## Stated problem
Extract the complete listing and output it unchanged.

## Source data
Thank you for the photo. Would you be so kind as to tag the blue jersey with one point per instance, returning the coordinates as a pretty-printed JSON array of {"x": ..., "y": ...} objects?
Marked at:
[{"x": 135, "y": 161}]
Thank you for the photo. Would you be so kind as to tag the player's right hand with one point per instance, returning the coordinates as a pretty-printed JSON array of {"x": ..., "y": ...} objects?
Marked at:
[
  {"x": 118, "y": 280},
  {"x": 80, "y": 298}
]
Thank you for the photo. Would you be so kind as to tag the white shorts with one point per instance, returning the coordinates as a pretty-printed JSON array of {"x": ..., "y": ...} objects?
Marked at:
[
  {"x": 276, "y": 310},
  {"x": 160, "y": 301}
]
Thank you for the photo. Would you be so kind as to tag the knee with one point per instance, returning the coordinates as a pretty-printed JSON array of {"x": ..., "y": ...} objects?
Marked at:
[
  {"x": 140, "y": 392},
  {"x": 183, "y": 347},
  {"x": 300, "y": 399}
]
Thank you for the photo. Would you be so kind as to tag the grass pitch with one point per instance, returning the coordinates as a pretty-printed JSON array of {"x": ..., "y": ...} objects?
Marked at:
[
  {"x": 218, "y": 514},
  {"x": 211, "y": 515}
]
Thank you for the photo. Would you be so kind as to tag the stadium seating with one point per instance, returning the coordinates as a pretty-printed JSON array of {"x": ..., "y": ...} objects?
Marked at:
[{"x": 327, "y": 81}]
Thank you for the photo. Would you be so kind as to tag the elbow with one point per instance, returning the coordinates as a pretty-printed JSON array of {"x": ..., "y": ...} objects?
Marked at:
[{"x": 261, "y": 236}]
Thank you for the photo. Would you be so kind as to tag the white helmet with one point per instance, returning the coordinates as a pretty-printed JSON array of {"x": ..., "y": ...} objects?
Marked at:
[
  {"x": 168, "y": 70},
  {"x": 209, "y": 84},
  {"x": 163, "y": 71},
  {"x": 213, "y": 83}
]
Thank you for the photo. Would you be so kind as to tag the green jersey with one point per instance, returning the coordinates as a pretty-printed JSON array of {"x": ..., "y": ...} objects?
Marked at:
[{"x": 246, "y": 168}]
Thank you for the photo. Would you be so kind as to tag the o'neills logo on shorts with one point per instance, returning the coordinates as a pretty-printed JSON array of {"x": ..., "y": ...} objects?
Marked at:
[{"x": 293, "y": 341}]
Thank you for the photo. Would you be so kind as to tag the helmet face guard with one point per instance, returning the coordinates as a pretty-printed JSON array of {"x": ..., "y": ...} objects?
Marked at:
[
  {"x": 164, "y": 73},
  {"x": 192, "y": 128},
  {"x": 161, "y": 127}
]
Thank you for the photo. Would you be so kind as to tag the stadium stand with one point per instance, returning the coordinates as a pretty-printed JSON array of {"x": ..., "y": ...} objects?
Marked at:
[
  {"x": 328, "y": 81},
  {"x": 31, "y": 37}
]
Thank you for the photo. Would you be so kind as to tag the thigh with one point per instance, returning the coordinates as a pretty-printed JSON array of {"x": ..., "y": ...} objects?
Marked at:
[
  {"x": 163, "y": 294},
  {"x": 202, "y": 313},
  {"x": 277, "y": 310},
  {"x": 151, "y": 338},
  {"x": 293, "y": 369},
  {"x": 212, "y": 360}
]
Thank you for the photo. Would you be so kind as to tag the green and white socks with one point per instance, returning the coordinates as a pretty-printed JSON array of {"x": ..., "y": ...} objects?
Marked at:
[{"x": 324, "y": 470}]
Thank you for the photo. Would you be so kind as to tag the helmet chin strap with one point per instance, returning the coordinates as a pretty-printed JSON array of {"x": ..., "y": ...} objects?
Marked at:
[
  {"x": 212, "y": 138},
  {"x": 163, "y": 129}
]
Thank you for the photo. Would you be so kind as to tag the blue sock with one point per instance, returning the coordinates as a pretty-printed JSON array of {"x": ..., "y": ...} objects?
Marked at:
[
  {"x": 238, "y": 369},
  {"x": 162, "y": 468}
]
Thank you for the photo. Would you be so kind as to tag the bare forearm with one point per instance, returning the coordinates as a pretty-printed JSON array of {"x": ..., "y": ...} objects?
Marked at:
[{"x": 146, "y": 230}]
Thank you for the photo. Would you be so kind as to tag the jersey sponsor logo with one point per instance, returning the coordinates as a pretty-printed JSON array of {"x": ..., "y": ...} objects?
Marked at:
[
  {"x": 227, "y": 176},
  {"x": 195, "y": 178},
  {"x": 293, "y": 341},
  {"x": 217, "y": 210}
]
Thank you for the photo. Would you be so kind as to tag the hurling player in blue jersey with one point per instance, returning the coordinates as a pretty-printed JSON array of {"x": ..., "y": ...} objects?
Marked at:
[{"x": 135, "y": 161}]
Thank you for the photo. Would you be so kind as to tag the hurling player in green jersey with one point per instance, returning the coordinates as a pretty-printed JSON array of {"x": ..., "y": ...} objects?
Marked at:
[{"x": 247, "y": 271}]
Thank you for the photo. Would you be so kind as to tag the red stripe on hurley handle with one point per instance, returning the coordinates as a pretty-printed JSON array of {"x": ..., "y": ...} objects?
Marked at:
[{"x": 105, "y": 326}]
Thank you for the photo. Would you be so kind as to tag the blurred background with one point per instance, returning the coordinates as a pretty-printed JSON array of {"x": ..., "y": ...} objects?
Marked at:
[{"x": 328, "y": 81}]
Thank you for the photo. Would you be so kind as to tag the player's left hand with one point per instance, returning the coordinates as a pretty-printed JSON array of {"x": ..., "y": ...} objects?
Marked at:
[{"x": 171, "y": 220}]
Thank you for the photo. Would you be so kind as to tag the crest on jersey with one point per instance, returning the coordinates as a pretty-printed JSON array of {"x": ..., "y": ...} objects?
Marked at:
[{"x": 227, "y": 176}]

## Task result
Thank you for the photo. Would you be so kind as to tag the blue jersey with one point per instance, returning the coordinates as a pretty-printed JSON array of {"x": ..., "y": ...} objects?
Marked at:
[{"x": 135, "y": 161}]
Thank you for the photo. Would you be so kind as to tag the player's right hand with one point per instance, returning the coordinates as a pretty-printed JSON array of {"x": ..., "y": ...} objects?
Marked at:
[
  {"x": 118, "y": 280},
  {"x": 80, "y": 298}
]
Thank you for the photo. Would you be so kind as to tag the white shorts with one point per instance, returning the coordinates as a pretty-printed JSON array of {"x": ..., "y": ...} objects?
Marked at:
[
  {"x": 276, "y": 310},
  {"x": 160, "y": 301}
]
Thank you for the photo. Would you be so kind as to tag the knee with one point per instance, returning the coordinates as a pretty-printed JSON array of {"x": ..., "y": ...} objects?
Marked at:
[
  {"x": 140, "y": 392},
  {"x": 183, "y": 347},
  {"x": 300, "y": 399}
]
Thank you for the photo. Would you be so kind as to tag the grass pitch with one point per instance, returning the coordinates as a pretty-printed JSON array of {"x": ..., "y": ...} objects?
Marked at:
[
  {"x": 218, "y": 514},
  {"x": 211, "y": 515}
]
Thank you for the photo. Would you be so kind as to tag the stadium seating with one point per instance, returning the coordinates as a pretty-printed JSON array of {"x": ..., "y": ...} objects?
Marked at:
[{"x": 327, "y": 81}]
Thank you for the photo. Would you be so kind as to tag the elbow with one point per instance, returning the coordinates as a pretty-printed JSON array of {"x": ..., "y": ...} objects?
Marked at:
[{"x": 261, "y": 236}]
Thank you for the photo. Would you be so kind as to tag the white helmet with one point per instance, returning the coordinates as a pretty-printed JSON array of {"x": ..., "y": ...} objects?
Marked at:
[
  {"x": 168, "y": 70},
  {"x": 209, "y": 84},
  {"x": 163, "y": 71},
  {"x": 213, "y": 83}
]
Thank you for the photo. Would you be so kind as to tag the green jersey with one point per instance, returning the coordinates as a pretty-printed JSON array of {"x": ..., "y": ...} objects?
Marked at:
[{"x": 246, "y": 168}]
Thank you for the photo. Would you be so kind as to tag the o'neills logo on shorts with one point per instance, returning the coordinates as a pretty-printed JSON array of {"x": ..., "y": ...} objects?
Marked at:
[{"x": 293, "y": 341}]
Thank you for the photo. Would you be so kind as to tag the helmet face guard with one point per instance, returning the coordinates as a pretty-printed JSON array of {"x": ..., "y": ...} objects?
Marked at:
[
  {"x": 164, "y": 73},
  {"x": 192, "y": 128},
  {"x": 161, "y": 127}
]
Thank you for the photo. Would you be so kind as to tag the stadium stand with one point per instance, returning the coordinates as a pretty-printed JSON array of {"x": ..., "y": ...} objects?
Marked at:
[
  {"x": 328, "y": 81},
  {"x": 31, "y": 37}
]
Thank you for the photo. Would you be so kind as to tag the thigh with one point per instance, returning the coordinates as a pretty-printed JSON array of {"x": ..., "y": ...} objects?
Marked at:
[
  {"x": 163, "y": 294},
  {"x": 202, "y": 313},
  {"x": 277, "y": 310},
  {"x": 151, "y": 338},
  {"x": 293, "y": 369},
  {"x": 212, "y": 360}
]
Thank you for the photo. Would you be so kind as to tag the green and white socks with one point per instance, returning the coordinates as a pretty-printed JSON array of {"x": ..., "y": ...} objects?
Marked at:
[{"x": 324, "y": 470}]
Thank you for the photo. Would you be so kind as to tag the helmet chin strap with one point per instance, returning the coordinates as a pretty-printed JSON array of {"x": ..., "y": ...} objects?
Marked at:
[
  {"x": 212, "y": 138},
  {"x": 163, "y": 129}
]
Thank you for the photo. Would you be so kind as to tag the blue sock with one point per instance, returning the coordinates as a pretty-printed JSON array of {"x": ..., "y": ...} objects?
Marked at:
[
  {"x": 238, "y": 369},
  {"x": 162, "y": 468}
]
Thank you for the photo. Would you be so kind as to tag the bare forearm with one point per instance, returning the coordinates as a pretty-printed JSON array of {"x": ..., "y": ...} objects?
Marked at:
[{"x": 146, "y": 230}]
Thank you for the photo. Would you be so kind as to tag the jersey sponsor logo with one point per instance, returning the coordinates as a pretty-printed JSON array of {"x": ..., "y": ...} objects?
Marked at:
[
  {"x": 227, "y": 176},
  {"x": 195, "y": 178},
  {"x": 293, "y": 341},
  {"x": 217, "y": 210}
]
Thank you for the photo. Would you be so kind as to tag the hurling player in blue jersey with one point per instance, returning the coordinates as a pretty-printed JSON array of {"x": ..., "y": ...} objects?
Marked at:
[{"x": 135, "y": 161}]
Thank you for the photo. Would you be so kind as to tag the hurling player in green jersey with one point per instance, returning the coordinates as a pretty-printed JSON array of {"x": ..., "y": ...} objects?
Marked at:
[{"x": 247, "y": 271}]
Thank you for the photo. Would you be so kind as to tag the red stripe on hurley handle with one point per instance, returning the coordinates as a pretty-printed JSON array of {"x": ..., "y": ...} objects?
Marked at:
[{"x": 105, "y": 326}]
Thank you for the photo. Would you be so kind as to tag the blurred background with one point per instance, returning the coordinates as a pretty-printed JSON array of {"x": ..., "y": ...} objects?
Marked at:
[{"x": 328, "y": 81}]
Thank you for the photo. Would you be so kind as to tag the player's left hand with one point per instance, returning the coordinates as a pretty-printed JSON array of {"x": ..., "y": ...} objects?
Marked at:
[{"x": 171, "y": 220}]
Thank you for the photo. Would you be so kind as to tag the crest on jersey with one point per instance, returning the coordinates as a pretty-printed JSON array of {"x": ..., "y": ...} objects?
Marked at:
[{"x": 227, "y": 176}]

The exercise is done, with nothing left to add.